What needs to be done
Reproduce every row below word for word, omitting the pictures.

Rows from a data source
►

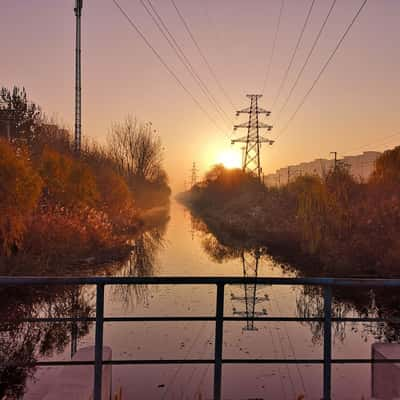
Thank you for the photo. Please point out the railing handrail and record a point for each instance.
(195, 280)
(220, 281)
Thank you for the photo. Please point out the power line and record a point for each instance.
(169, 37)
(165, 65)
(324, 67)
(316, 40)
(273, 46)
(281, 86)
(211, 70)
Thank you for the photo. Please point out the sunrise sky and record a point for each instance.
(353, 108)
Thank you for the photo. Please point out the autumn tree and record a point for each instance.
(387, 168)
(20, 188)
(22, 115)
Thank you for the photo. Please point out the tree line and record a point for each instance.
(334, 223)
(56, 203)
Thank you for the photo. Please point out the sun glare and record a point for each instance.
(230, 159)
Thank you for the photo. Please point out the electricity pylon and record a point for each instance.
(253, 140)
(194, 174)
(78, 87)
(252, 295)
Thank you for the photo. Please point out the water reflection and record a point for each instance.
(221, 246)
(22, 343)
(143, 261)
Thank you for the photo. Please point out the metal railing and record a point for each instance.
(219, 318)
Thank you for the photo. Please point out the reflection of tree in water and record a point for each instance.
(247, 297)
(346, 302)
(353, 302)
(142, 262)
(23, 343)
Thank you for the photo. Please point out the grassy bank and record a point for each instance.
(61, 209)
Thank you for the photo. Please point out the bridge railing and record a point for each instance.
(220, 282)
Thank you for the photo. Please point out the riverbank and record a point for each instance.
(63, 207)
(331, 225)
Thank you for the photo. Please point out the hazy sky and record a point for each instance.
(356, 102)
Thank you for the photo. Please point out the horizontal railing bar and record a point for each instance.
(200, 318)
(207, 280)
(209, 361)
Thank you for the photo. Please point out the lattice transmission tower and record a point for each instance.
(253, 140)
(194, 171)
(253, 295)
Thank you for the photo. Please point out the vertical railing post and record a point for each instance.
(98, 357)
(327, 341)
(219, 331)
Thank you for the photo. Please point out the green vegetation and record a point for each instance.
(59, 207)
(332, 224)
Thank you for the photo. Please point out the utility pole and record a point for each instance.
(335, 160)
(78, 87)
(243, 148)
(253, 140)
(7, 117)
(194, 174)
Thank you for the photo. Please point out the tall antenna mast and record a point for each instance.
(78, 88)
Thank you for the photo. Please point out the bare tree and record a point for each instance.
(136, 149)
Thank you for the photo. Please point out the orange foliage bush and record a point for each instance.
(20, 188)
(68, 182)
(60, 232)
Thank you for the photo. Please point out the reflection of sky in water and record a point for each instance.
(181, 251)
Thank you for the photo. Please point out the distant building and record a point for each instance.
(360, 166)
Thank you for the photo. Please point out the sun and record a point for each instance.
(230, 159)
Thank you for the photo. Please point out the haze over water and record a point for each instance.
(181, 252)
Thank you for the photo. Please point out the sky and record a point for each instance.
(353, 108)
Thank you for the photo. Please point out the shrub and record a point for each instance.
(20, 188)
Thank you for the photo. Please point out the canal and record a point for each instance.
(184, 247)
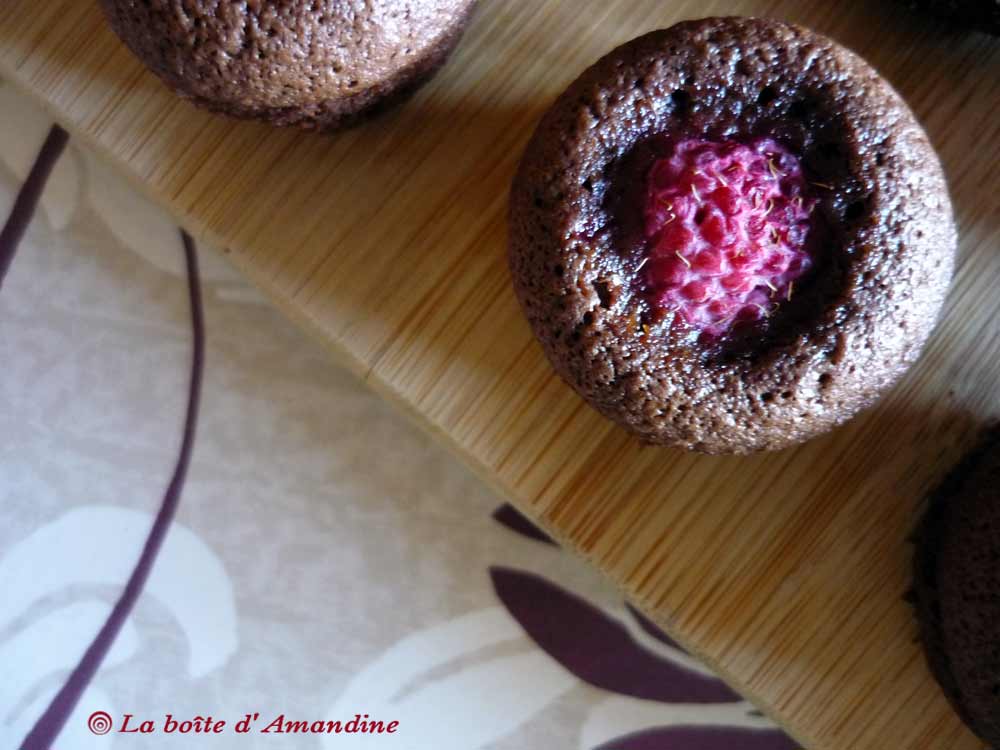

◄

Task result
Thank you for the photo. Please point out the railing handrail and record a point for each instance.
(195, 280)
(220, 281)
Thank you for the photo. Please point out the power line and record a point for each instance.
(169, 37)
(165, 65)
(324, 67)
(316, 40)
(273, 46)
(281, 86)
(211, 70)
Thank you for the photo. Please point out the sunrise sky and record a point for each instance.
(353, 108)
Thank you for the photo. Please point out the autumn tree and record a point for each instance.
(387, 168)
(20, 188)
(22, 115)
Thank you for the photo. Please point out the tree line and record a point for each instance.
(334, 223)
(56, 203)
Thank you for the photo. Please point out the sun glare and record a point for each instance.
(230, 159)
Thank you for the photo. Please point out the electricity pylon and record a point for each instance.
(253, 140)
(194, 174)
(78, 87)
(252, 295)
Thank you for the photo. Please point out the water reflection and record a point for each instance.
(221, 246)
(22, 343)
(143, 261)
Thank you for the photo. Please point out the metal railing and record a point for each instance.
(219, 318)
Thank you for the photo. Please point out the reflection of tree in water and record a point for each instance.
(247, 297)
(346, 302)
(353, 302)
(142, 262)
(23, 343)
Thank you for the photo. Please point out the grassy bank and record a point for each instance.
(61, 209)
Thank you for the photo. Please point out the bridge railing and record a point for each instance.
(220, 282)
Thank you for the photo. Please point out the riverbank and record a point for each instance.
(63, 207)
(331, 225)
Thank you for the photo. Please point out the hazy sky and record a point for each instance.
(356, 102)
Thank you for the photo. Please point out the horizontal railing bar and record a point for each instance.
(200, 318)
(207, 280)
(209, 361)
Thank you for the photo. Please point out the lattice transmission tower and record a point for each instance.
(253, 140)
(194, 171)
(253, 295)
Thank you for the photo. Please point out the vertical railing post and record a point for each instance.
(98, 357)
(327, 341)
(219, 331)
Thank you for the photo. Please point out the green vegetation and record a point for each instance.
(59, 207)
(332, 224)
Thank you for the photo. Please point out the utility pole and record a point for each instance.
(335, 160)
(78, 87)
(243, 148)
(253, 140)
(7, 117)
(194, 174)
Thank you for the photo. Please point out the tall antenna mast and record a point for each instance.
(78, 88)
Thank you for the photo. Please point out the bare tree and record a point for each instance.
(136, 149)
Thank you for the photo. Please point out the orange foliage bush and record a point for each instance.
(20, 188)
(68, 182)
(60, 232)
Thank you for the photo. Please point out the reflection of sky in water and record a point for each instance.
(181, 251)
Thank you for the photo. Please point out the distant building and record a point for each instance.
(360, 166)
Thank you for the photo. Please point out the sun and record a point for each instance.
(230, 159)
Thank you for the photo. Please point out the haze over water and record a point for each instance.
(181, 252)
Thank you for the photo. Please point out the sky and record a point for each instance.
(353, 108)
Thank you for the photo. Please point out the shrub and record a point for each instance.
(20, 188)
Thank you for the photo. Please point out the canal and record a point for each instance.
(184, 247)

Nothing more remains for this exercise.